In last week’s post, I invited readers to share what they have learned about working for racial justice in the nearly two years since George Floyd was murdered.  I shared some resources which I have found helpful, including an NPR podcast/article by Eric Deggans. In his article, “Not Racist is not Enough: Putting in the Work to be Anti-Racist,” Deggans is very concrete. He offers four practical tips below that I’ll explore in this and future posts:

Tip #1: Accept that we’ve all been raised in a society that elevates white culture over others. Being anti-racist will mean first challenging those notions inside yourself.

Tip #2: Learn the history of racism and anti-racism, especially in America, to educate yourself about the complexities of the issues you’ll be confronting.

Tip #3: Seek out films and TV shows which will challenge your notions of race and culture and dive in deeply, learning to see anti-racism in new ways.

Tip #4: Find local organizations involved in anti-racism efforts – preferably led by people of color – and help uplift their voices and ideas.

Let’s start with Tip 1 – how do we honestly examine the notions that get in the way of accepting everyone as equal? I find this hard to do because it makes me uncomfortable. I don’t like to face how deeply white superiority has been embedded in me. The predominant white culture has trained us well to deny and ignore those parts of ourselves. Therein lies the challenge. What I can’t or won’t admit or accept as part of me continues to harm me and others.

I don’t think I am unique in avoiding moments of self-reflection that don’t line up with my idealized self-image. Fortunately, most of the institutions and practices that support our spiritual and emotional growth encourage self-examination.

Many faith communities have deep traditions that honor the practice of self-examination. Christians are just completing Lent in anticipation of Easter. People of the Jewish faith observe Yom Kippur, a Day of Atonement each fall along with other days of self-reflection that prepare for the spring remembrance of Passover. Those in the Muslim faith are in the middle of their thirty days of fasting, introspection and charitable activities.  Buddhists pay attention to where attachments block good.

I am most familiar with Catholic traditions in which “confession” is a sign of our desire to grow in love. Self-examination and confession are intended to bring us closer to God, others and ourselves. The Jesuits, founded by St. Ignatius in 1540, took this idea and made it into a daily practice of spiritual examen. In this daily review, the individual looks at his relationship with God and others and reflects on where Love was present and where missing. (For more details see What Is Ignatian Spirituality? by David Fleming, p. 21, where he outlines five points for the daily examen.)

In looking to learn from what others are doing to advance racial justice, a friend in Atlanta shared with me a set of questions used by individuals and groups looking to become anti-racist. They are called “Noticing Questions.” They were initially used for reflections as part of a weekly workshop series. These questions got me wondering what might happen if we applied the culture of self-examination in a consistent way to the question of how are we doing in working to advance racial equity?  

Reflective questions can cover a broad range of topics. Here are a few examples:

  1. What is your earliest memory of being aware of racial differences? How did your growing-up years shape your beliefs about race and racism?
  2. When you hear the term “white privilege” what comes to mind?
  3. Can you share a recent example of where internalized bias or prejudice influenced your judgment about a person or situation?
  4. Has your own formal education offered a truthful accounting of history? What do you know now that you wished you had learned in school?

_ _ _

What to do -
1 - According to the blog post on racial justice, who founded the Jesuits, and in what year?
2 - Reproduce the blog post on racial justice word for word, starting with "Reflective questions can" and going on through "learned in school?".

Dataset rows -
_ _ _

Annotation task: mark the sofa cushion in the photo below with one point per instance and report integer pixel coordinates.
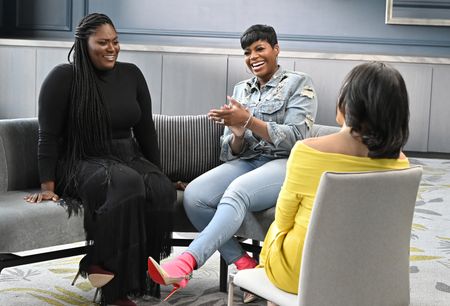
(189, 145)
(25, 226)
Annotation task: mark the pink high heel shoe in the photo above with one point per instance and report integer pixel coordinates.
(176, 272)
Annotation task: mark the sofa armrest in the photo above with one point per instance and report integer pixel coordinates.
(189, 145)
(18, 154)
(321, 130)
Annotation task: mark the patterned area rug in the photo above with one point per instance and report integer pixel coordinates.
(48, 283)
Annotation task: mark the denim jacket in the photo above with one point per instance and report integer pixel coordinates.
(287, 103)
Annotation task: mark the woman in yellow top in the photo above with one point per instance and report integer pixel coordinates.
(374, 113)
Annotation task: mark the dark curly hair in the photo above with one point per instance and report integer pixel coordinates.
(258, 32)
(375, 102)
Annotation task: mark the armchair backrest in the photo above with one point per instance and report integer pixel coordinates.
(357, 245)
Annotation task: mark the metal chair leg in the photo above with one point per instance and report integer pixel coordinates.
(230, 290)
(223, 275)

_ _ _

Solution set -
1 - St. Ignatius founded the Jesuits in 1540.

2 -
Reflective questions can cover a broad range of topics. Here are a few examples:

  1. What is your earliest memory of being aware of racial differences? How did your growing-up years shape your beliefs about race and racism?
  2. When you hear the term “white privilege” what comes to mind?
  3. Can you share a recent example of where internalized bias or prejudice influenced your judgment about a person or situation?
  4. Has your own formal education offered a truthful accounting of history? What do you know now that you wished you had learned in school?